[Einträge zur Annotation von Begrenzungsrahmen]
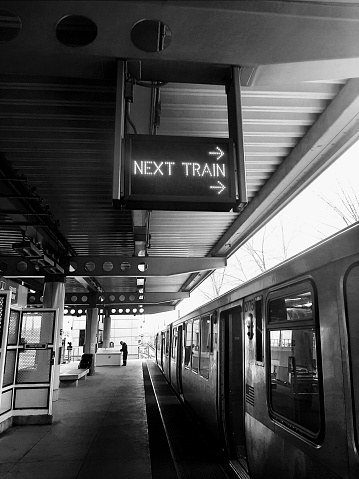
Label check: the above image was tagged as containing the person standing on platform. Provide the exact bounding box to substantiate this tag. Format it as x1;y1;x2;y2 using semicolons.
120;341;127;366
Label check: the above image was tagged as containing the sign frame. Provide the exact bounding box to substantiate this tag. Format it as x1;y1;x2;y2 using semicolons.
120;134;238;211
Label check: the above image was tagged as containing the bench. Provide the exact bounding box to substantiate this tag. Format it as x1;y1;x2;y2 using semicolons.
60;369;90;388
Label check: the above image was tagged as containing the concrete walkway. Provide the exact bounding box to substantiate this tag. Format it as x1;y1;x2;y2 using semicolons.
0;359;152;479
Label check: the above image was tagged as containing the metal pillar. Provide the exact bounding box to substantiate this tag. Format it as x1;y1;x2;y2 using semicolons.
103;312;111;348
43;275;66;401
84;308;98;374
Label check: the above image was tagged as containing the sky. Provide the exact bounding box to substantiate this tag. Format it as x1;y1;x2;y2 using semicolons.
144;135;359;328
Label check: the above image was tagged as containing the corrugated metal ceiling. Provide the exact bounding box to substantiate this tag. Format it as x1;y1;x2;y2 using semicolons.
0;1;359;316
0;76;345;310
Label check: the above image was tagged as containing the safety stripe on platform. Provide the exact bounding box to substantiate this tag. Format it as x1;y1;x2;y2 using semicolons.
147;361;229;479
142;361;178;479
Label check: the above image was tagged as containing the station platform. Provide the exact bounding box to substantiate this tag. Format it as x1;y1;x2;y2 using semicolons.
0;359;229;479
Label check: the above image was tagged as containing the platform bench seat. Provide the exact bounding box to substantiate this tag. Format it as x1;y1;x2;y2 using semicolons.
60;369;90;388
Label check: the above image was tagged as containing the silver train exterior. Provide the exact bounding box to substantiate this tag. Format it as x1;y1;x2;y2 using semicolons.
156;225;359;479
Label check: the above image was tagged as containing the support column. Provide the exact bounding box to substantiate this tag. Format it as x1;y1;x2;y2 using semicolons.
103;308;111;348
84;308;98;374
43;275;66;401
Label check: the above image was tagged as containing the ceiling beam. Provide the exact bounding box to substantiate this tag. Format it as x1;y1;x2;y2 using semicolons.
28;291;190;307
0;256;227;278
210;79;359;257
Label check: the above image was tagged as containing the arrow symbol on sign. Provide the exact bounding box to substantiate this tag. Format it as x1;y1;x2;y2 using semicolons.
210;180;226;195
208;146;224;161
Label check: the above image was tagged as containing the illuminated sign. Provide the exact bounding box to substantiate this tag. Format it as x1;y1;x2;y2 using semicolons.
124;135;236;211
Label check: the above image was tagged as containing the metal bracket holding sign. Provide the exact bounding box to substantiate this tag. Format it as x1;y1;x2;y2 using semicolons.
113;61;246;211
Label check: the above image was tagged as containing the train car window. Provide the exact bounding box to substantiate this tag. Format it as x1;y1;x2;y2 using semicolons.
191;319;199;373
171;328;178;359
254;297;263;363
268;283;322;439
344;265;359;450
199;315;212;379
184;321;192;368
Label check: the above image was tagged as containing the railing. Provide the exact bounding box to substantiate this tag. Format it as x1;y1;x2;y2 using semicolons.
138;343;156;359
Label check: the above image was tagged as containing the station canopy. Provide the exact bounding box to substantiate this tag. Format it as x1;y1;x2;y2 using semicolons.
0;1;359;314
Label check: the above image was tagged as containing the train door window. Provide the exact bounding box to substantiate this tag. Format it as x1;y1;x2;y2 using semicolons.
268;283;322;439
254;297;263;362
199;315;212;379
166;328;170;356
171;328;178;359
344;265;359;450
184;321;192;368
192;319;200;373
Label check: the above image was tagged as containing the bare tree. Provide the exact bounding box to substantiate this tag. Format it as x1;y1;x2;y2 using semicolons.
319;182;359;226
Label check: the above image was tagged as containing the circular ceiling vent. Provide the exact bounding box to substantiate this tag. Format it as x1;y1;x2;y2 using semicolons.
0;9;22;43
131;20;172;53
56;15;97;47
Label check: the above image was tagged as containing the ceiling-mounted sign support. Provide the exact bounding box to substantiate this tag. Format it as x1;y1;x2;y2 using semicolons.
113;62;246;211
226;67;248;208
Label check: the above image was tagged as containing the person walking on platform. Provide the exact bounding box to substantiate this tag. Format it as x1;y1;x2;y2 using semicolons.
120;341;127;366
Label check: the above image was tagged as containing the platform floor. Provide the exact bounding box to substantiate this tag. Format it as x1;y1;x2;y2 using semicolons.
0;359;228;479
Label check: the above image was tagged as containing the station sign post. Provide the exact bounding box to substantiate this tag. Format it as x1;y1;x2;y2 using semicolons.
116;135;238;211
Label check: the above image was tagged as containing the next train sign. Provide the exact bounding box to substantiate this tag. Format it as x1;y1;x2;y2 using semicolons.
119;135;237;211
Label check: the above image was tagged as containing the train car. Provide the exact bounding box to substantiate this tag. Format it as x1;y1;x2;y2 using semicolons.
156;225;359;479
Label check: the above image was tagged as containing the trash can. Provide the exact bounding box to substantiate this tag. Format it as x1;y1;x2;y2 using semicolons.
79;353;94;376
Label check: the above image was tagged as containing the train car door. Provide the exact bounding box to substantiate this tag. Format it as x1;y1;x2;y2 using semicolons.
176;324;183;394
161;331;166;371
219;306;248;472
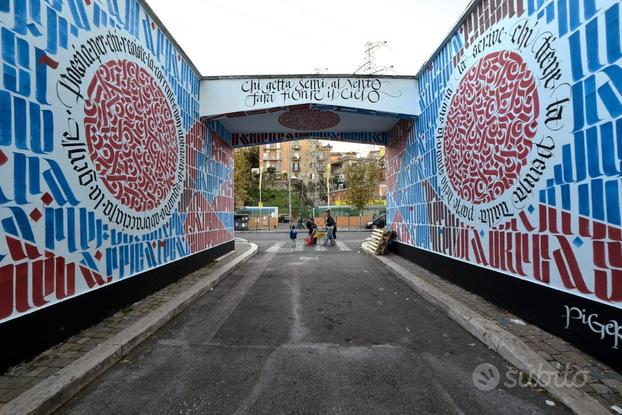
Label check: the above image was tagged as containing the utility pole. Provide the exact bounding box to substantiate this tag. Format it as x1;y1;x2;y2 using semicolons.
353;40;393;75
287;150;294;226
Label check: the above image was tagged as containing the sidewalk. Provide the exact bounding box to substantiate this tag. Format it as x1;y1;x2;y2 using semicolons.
376;249;622;414
0;238;257;414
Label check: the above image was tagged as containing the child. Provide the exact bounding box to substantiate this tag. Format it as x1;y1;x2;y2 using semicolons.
289;225;298;248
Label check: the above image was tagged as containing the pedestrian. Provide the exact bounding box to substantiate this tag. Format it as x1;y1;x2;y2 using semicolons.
324;210;335;246
307;218;317;236
289;225;298;248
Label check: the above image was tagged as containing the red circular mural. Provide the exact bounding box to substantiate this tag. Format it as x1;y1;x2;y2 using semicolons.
279;109;341;131
84;60;179;212
444;51;539;204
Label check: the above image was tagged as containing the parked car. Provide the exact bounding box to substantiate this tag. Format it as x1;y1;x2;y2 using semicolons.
365;213;387;229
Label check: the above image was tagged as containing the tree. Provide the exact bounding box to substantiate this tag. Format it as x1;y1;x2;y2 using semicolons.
344;160;381;224
233;149;252;209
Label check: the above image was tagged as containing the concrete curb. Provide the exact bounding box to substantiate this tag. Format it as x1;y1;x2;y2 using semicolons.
0;243;258;415
361;244;611;415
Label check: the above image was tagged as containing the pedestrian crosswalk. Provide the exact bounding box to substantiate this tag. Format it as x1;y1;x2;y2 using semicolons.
266;241;352;253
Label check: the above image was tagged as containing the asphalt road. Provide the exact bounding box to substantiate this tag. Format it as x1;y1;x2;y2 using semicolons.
59;232;568;415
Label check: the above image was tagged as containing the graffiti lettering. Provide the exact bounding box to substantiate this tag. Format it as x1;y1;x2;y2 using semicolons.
512;136;555;207
563;305;622;349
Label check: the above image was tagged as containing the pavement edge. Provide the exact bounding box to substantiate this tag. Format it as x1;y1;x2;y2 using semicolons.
0;243;258;415
361;243;611;415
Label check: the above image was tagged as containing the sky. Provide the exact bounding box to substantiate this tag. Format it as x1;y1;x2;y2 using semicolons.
146;0;469;151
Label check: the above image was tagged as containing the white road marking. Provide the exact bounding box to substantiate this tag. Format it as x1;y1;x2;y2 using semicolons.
266;242;285;252
335;241;351;252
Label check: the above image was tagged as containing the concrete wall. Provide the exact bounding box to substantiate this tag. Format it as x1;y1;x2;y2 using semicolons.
0;0;233;323
387;0;622;358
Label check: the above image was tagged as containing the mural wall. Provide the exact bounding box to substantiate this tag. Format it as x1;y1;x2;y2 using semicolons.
0;0;233;323
387;0;622;316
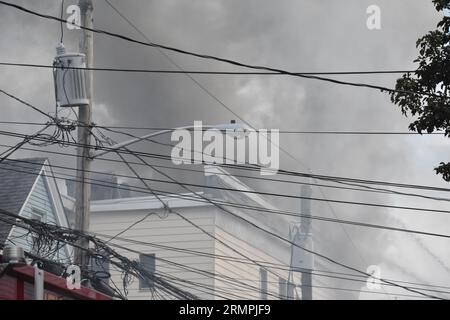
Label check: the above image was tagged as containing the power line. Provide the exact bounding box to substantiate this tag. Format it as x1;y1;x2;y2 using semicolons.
0;62;415;76
108;146;442;299
4;156;450;240
0;1;448;99
0;121;445;136
0;127;450;195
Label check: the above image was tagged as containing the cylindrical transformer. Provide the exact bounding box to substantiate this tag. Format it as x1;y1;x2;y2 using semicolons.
54;44;89;107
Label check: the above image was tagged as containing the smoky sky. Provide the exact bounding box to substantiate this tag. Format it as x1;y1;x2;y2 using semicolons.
0;0;450;298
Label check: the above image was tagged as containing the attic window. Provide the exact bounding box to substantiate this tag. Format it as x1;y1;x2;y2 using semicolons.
31;207;45;222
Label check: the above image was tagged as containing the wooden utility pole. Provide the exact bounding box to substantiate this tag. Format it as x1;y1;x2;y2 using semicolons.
300;185;313;300
74;0;94;270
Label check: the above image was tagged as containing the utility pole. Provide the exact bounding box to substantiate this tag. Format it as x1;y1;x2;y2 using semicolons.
300;185;313;300
74;0;94;270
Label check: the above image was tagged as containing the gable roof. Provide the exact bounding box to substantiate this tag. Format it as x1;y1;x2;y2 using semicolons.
0;158;47;243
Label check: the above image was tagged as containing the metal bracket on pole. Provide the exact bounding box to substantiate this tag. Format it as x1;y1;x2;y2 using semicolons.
34;262;44;300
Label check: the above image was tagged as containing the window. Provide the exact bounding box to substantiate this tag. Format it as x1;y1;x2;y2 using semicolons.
28;207;45;255
139;254;155;290
259;268;267;300
31;208;45;222
91;252;111;284
278;277;287;300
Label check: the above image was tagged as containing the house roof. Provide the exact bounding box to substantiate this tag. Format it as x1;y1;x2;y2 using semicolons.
0;158;47;243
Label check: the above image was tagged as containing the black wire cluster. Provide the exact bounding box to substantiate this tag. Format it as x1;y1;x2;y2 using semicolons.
0;209;199;300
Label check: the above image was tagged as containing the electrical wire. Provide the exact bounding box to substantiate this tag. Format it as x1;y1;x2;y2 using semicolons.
0;62;415;76
0;1;448;99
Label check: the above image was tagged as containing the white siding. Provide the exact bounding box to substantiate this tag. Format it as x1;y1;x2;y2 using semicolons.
91;208;214;299
8;176;70;263
215;228;300;300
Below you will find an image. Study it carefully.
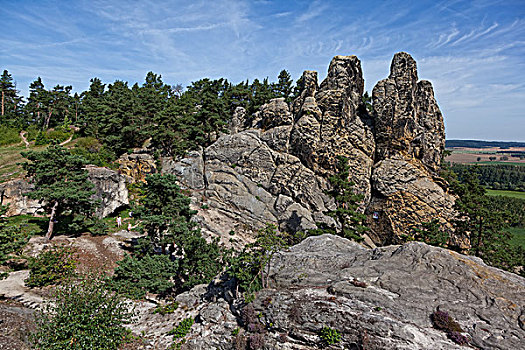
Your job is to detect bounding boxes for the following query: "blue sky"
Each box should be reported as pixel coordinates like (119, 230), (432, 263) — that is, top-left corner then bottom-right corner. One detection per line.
(0, 0), (525, 141)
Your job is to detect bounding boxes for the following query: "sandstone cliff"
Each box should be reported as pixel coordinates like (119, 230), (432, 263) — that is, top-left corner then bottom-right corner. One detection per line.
(170, 53), (454, 244)
(144, 235), (525, 350)
(0, 166), (129, 217)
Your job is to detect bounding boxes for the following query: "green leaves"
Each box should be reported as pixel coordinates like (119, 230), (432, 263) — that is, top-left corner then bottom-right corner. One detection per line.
(22, 145), (98, 238)
(32, 275), (133, 350)
(109, 255), (177, 299)
(25, 245), (76, 287)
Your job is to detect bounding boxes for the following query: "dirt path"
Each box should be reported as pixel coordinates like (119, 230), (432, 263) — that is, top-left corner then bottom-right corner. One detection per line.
(20, 131), (29, 148)
(60, 135), (73, 146)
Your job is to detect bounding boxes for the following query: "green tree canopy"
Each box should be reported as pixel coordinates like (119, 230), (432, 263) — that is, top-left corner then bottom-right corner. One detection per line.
(22, 145), (97, 239)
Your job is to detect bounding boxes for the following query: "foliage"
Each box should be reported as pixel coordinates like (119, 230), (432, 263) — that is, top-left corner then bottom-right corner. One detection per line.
(25, 245), (76, 287)
(0, 205), (29, 264)
(310, 156), (368, 242)
(32, 275), (132, 350)
(319, 326), (341, 345)
(452, 164), (525, 191)
(71, 137), (116, 168)
(406, 219), (449, 247)
(153, 301), (179, 316)
(0, 125), (22, 146)
(108, 255), (176, 299)
(22, 145), (97, 238)
(137, 174), (195, 247)
(168, 318), (194, 339)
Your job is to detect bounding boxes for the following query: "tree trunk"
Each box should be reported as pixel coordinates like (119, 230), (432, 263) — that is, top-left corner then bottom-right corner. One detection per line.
(46, 202), (58, 240)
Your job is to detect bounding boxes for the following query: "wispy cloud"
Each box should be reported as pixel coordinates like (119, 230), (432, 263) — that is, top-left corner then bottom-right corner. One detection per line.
(0, 0), (525, 139)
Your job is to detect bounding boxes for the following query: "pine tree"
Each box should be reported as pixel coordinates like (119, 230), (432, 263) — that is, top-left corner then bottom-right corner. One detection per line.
(22, 145), (97, 239)
(0, 70), (22, 124)
(452, 169), (520, 269)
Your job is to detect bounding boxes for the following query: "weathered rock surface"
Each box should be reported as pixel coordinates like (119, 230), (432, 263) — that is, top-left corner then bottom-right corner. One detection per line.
(186, 235), (525, 350)
(0, 166), (129, 217)
(170, 53), (454, 244)
(87, 166), (129, 218)
(367, 52), (454, 244)
(0, 179), (42, 216)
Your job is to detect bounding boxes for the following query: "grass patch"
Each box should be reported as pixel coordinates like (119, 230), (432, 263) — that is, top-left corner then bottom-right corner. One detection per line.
(487, 190), (525, 199)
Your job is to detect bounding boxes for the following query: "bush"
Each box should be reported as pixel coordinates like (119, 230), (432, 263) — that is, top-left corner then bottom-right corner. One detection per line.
(71, 137), (116, 167)
(32, 275), (133, 350)
(0, 205), (29, 264)
(25, 245), (76, 287)
(109, 255), (176, 299)
(319, 326), (341, 345)
(0, 125), (22, 146)
(153, 301), (179, 316)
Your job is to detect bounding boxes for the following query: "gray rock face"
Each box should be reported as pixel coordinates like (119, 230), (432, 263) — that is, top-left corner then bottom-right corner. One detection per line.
(171, 53), (454, 244)
(163, 129), (332, 243)
(367, 52), (454, 244)
(189, 235), (525, 350)
(0, 166), (129, 217)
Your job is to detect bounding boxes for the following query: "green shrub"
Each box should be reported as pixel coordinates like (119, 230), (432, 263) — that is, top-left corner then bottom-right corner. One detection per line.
(319, 326), (341, 345)
(168, 318), (193, 339)
(71, 137), (116, 167)
(0, 125), (22, 146)
(31, 275), (133, 350)
(109, 255), (176, 299)
(153, 301), (179, 316)
(25, 245), (76, 287)
(0, 205), (30, 264)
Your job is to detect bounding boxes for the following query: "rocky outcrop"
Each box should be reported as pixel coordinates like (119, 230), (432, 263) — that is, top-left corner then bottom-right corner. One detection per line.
(186, 235), (525, 350)
(117, 149), (157, 182)
(168, 126), (333, 242)
(87, 166), (129, 218)
(170, 53), (454, 244)
(0, 166), (129, 217)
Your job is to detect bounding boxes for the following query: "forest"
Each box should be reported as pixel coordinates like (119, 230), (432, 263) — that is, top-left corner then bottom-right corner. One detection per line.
(0, 70), (525, 349)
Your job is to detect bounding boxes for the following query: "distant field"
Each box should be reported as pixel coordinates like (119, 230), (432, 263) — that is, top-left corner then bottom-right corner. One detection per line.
(445, 147), (525, 165)
(487, 190), (525, 200)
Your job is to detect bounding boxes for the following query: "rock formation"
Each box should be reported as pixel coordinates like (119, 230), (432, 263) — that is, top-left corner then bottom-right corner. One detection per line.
(367, 52), (454, 244)
(169, 53), (454, 244)
(0, 166), (129, 217)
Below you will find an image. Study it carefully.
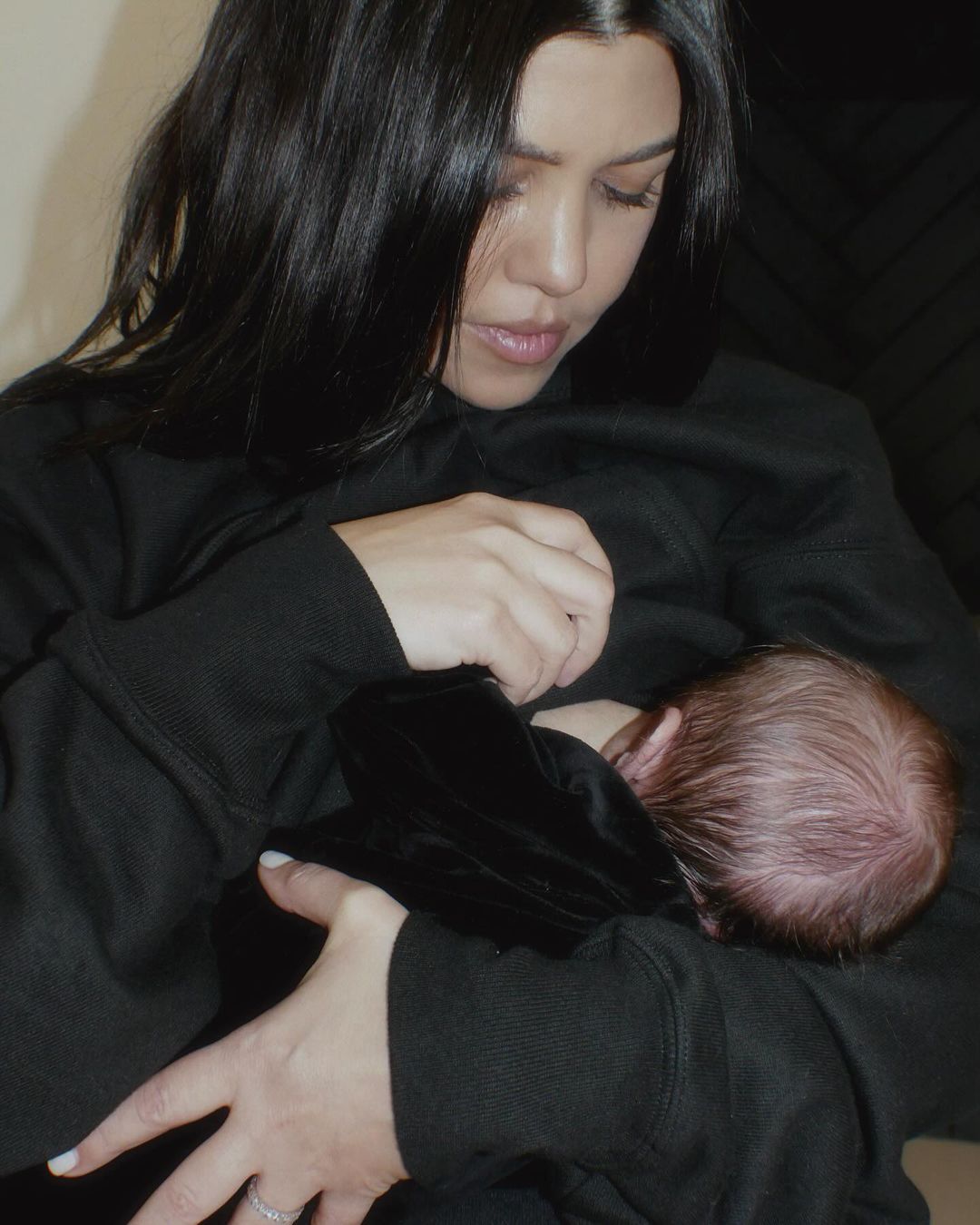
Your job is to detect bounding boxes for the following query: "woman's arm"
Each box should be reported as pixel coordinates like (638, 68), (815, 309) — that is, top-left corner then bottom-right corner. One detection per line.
(0, 406), (612, 1170)
(0, 408), (407, 1170)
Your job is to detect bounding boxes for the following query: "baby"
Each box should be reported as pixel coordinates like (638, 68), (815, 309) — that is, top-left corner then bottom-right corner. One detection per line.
(533, 645), (959, 956)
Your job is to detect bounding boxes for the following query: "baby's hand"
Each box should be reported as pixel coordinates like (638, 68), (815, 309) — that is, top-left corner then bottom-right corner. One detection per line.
(531, 699), (647, 760)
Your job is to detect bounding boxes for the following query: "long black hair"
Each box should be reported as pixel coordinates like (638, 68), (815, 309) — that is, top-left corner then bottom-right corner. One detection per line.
(1, 0), (735, 476)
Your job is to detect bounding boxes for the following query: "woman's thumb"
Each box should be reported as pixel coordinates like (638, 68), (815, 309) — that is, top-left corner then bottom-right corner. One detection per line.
(259, 850), (354, 927)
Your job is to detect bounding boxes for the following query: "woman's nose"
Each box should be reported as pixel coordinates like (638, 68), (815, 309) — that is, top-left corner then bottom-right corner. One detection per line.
(507, 199), (588, 298)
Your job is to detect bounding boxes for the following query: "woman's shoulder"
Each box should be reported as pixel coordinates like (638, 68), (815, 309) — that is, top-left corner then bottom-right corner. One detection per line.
(689, 350), (882, 465)
(0, 396), (117, 472)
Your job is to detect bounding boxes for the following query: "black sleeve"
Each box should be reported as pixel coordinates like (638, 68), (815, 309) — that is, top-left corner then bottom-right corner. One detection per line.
(0, 410), (407, 1172)
(391, 387), (980, 1225)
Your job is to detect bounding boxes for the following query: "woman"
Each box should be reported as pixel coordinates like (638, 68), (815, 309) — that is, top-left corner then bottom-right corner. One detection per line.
(3, 0), (980, 1225)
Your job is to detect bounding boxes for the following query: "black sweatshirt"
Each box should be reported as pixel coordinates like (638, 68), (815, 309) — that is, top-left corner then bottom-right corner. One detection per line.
(0, 359), (980, 1225)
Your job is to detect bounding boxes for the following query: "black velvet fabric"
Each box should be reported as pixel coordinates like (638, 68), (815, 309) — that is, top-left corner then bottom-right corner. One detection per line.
(305, 669), (696, 953)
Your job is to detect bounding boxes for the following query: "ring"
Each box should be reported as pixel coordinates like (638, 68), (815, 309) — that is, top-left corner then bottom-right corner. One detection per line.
(245, 1173), (307, 1225)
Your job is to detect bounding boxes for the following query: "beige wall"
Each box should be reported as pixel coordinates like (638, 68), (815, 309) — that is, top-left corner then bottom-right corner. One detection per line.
(0, 0), (213, 386)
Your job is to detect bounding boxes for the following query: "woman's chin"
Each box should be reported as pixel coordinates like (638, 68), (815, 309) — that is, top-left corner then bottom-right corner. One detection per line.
(441, 354), (560, 409)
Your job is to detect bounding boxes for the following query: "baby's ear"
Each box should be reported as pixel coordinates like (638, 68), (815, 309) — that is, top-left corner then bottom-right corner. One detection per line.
(615, 706), (681, 787)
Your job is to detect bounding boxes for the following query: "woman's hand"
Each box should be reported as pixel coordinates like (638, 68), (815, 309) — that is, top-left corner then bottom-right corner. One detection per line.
(51, 857), (408, 1225)
(333, 494), (613, 703)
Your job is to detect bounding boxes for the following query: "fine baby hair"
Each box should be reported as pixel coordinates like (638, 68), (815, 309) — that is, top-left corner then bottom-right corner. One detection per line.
(616, 645), (959, 956)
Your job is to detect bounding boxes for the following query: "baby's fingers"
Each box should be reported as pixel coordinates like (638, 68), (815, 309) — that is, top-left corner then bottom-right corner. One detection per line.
(48, 1043), (234, 1190)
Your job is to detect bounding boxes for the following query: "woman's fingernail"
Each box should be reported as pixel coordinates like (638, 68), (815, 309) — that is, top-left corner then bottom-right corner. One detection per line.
(48, 1149), (78, 1179)
(259, 850), (294, 867)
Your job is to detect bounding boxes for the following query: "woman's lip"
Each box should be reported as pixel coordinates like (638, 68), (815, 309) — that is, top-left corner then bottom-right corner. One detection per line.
(466, 323), (568, 367)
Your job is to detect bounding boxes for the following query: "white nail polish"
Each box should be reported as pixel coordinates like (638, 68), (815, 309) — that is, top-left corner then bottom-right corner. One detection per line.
(48, 1149), (78, 1177)
(259, 850), (294, 867)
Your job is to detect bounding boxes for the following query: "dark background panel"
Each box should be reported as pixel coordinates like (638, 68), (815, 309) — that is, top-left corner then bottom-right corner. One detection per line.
(723, 0), (980, 612)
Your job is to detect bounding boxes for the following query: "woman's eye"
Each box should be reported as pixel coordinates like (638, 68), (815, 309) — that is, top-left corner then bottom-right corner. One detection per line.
(490, 182), (521, 204)
(490, 180), (661, 209)
(602, 182), (661, 209)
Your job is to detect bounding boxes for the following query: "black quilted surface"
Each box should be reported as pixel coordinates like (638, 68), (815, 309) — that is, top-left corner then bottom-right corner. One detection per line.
(723, 3), (980, 612)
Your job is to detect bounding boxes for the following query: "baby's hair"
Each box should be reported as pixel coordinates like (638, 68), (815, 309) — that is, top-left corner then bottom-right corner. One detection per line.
(641, 645), (959, 956)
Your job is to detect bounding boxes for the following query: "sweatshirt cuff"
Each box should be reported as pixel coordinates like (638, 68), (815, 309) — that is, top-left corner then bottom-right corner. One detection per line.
(388, 911), (674, 1187)
(52, 497), (410, 808)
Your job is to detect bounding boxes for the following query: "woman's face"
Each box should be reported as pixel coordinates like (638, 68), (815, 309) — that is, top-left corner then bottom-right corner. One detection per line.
(442, 34), (681, 408)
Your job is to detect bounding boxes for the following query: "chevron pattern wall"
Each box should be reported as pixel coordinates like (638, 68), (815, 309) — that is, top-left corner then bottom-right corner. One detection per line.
(723, 98), (980, 612)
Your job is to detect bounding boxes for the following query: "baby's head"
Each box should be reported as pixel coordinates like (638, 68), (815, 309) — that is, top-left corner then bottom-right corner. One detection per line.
(613, 645), (959, 956)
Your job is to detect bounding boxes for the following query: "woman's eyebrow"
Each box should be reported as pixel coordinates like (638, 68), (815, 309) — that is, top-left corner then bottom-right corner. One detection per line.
(504, 132), (678, 165)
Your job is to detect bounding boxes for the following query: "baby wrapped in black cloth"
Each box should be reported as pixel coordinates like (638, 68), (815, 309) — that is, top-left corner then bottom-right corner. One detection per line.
(311, 647), (959, 956)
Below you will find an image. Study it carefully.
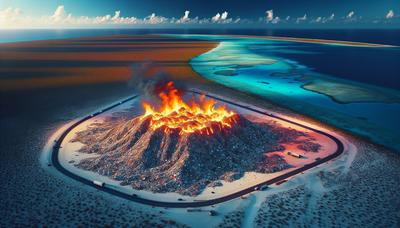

# DEINE AUFGABE
Skaliere in den Daten nur die Zeilen von der Zeile mit „metal bracket holding“ bis zur Zeile mit „113;61;246;211“, beide eingeschlossen. Gib beide Zeilen vollständig wieder und multipliziere dabei jede Koordinate der Rahmen mit 2,45, gerundet auf ganze Zahlen (ab ,5 aufrunden); der übrige Text bleibt unverändert.

# LÖSUNG
Label check: the above image was tagged as containing the metal bracket holding sign. Provide the exact bounding box to substantiate this tag. Format it as x1;y1;x2;y2 using semicolons.
277;149;603;517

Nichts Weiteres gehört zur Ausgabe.